■ **Tasks to carry out**:
**1)** Please copy the FreeBSD wireless thread between "# FreeBSD 10.3" and "a device none2.", inclusive, switching "FreeBSD 10.3" to "FreeBSD 11.0".
**2)** List every manual page reference with a section number in parentheses that appears in the FreeBSD wireless thread, giving each one once.
**3)** In the FreeBSD wireless thread, what happens to drivers that are mentioned in a kernel config(5) file?

■ **Reading text**:
########

# FreeBSD 10.3 - Intel® Dual Band Wireless-AC 3160



## akar134 (Jun 13, 2016)

Hi, 

I just want to ask how is it with support of Intel Dual Band Wireless-AC 3160 card under the FreeBSD 10.3 ? 

Is it supported or not ? I found that mentioned card is on the list of supported Hardware https://www.freebsd.org/relnotes/CURRENT/hardware/support.html.  There should be used iwm(4) driver. 

Unfortunately if I install the FreeBSD 10.3 there is no wireless card detected in ifconfig(8), but 
`pciconf -lv` show the card, but as a device none2.  

Is there any chance to compile or in some other way get the driver working ?

Thank you for the answers. 

Akar134


----------



## SirDice (Jun 13, 2016)

akar134 said:


> I found that mentioned card is on the list of supported Hardware https://www.freebsd.org/relnotes/CURRENT/hardware/support.html. There should be used iwm(4) driver.


This is the HCL for 11-CURRENT, not 10.3-RELEASE.


----------



## akar134 (Jun 13, 2016)

OK. So it means that there already exist a possibility to have the wifi card working. 

Is it possible to implement the 11-CURRENT driver to 10.3 Stable ? I means to transfer it from 11-CURRENT to 13.0 Stable. I guess that in 11-CURRENT the iwm is a kernel plug-in....

Thank you


----------



## SirDice (Jun 13, 2016)

akar134 said:


> Is it possible to implement the 11-CURRENT driver to 10.3 Stable ?


It may already have been MFC'ed, I didn't check.


----------



## kpa (Jun 13, 2016)

The iwm(4) driver is not yet in stable/10.

https://svnweb.freebsd.org/base/stable/10/sys/dev/

Fyi, FreeBSD does not have "kernel plugins". All drivers such the mentioned iwm are initially built as loadable kernel modules that are loadable with kldload(8). Drivers that are mentioned in a kernel config(5) file are also linked to the main kernel image and are available without first loading them as modules.

########

■ **Entries**:
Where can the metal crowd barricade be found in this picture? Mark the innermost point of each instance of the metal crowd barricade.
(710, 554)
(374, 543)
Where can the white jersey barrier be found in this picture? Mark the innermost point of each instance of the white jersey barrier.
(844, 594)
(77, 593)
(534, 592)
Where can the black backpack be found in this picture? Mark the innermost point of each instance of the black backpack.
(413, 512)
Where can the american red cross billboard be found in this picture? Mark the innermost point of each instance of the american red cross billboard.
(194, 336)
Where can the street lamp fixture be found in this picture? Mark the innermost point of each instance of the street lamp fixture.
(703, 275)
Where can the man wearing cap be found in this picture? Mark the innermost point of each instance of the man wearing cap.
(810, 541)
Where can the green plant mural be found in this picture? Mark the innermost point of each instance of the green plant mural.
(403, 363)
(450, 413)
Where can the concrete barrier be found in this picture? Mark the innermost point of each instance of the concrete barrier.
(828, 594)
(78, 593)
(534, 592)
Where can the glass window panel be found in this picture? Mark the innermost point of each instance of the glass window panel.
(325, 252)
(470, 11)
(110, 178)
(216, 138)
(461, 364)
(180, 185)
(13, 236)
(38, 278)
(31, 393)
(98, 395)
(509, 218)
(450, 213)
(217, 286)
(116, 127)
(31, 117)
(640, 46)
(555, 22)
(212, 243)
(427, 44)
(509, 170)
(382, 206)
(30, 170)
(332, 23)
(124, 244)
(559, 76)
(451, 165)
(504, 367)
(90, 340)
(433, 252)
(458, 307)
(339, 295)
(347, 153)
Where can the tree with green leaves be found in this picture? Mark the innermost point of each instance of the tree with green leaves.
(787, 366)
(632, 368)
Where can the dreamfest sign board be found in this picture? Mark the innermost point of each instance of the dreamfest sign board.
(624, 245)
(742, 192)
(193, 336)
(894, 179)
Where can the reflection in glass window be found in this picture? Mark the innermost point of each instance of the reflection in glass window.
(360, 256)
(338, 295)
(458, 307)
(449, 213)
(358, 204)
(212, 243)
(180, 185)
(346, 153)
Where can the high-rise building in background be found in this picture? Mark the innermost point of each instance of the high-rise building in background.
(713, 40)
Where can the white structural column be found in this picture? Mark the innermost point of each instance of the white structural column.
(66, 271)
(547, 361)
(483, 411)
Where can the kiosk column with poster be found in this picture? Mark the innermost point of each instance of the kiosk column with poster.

########

■ **Written answers**:
**1)**
# FreeBSD 11.0 - Intel® Dual Band Wireless-AC 3160



## akar134 (Jun 13, 2016)

Hi, 

I just want to ask how is it with support of Intel Dual Band Wireless-AC 3160 card under the FreeBSD 11.0 ? 

Is it supported or not ? I found that mentioned card is on the list of supported Hardware https://www.freebsd.org/relnotes/CURRENT/hardware/support.html.  There should be used iwm(4) driver. 

Unfortunately if I install the FreeBSD 11.0 there is no wireless card detected in ifconfig(8), but 
`pciconf -lv` show the card, but as a device none2.

**2)** iwm(4), ifconfig(8), kldload(8), config(5)

**3)** They are also linked to the main kernel image and are available without first loading them as modules.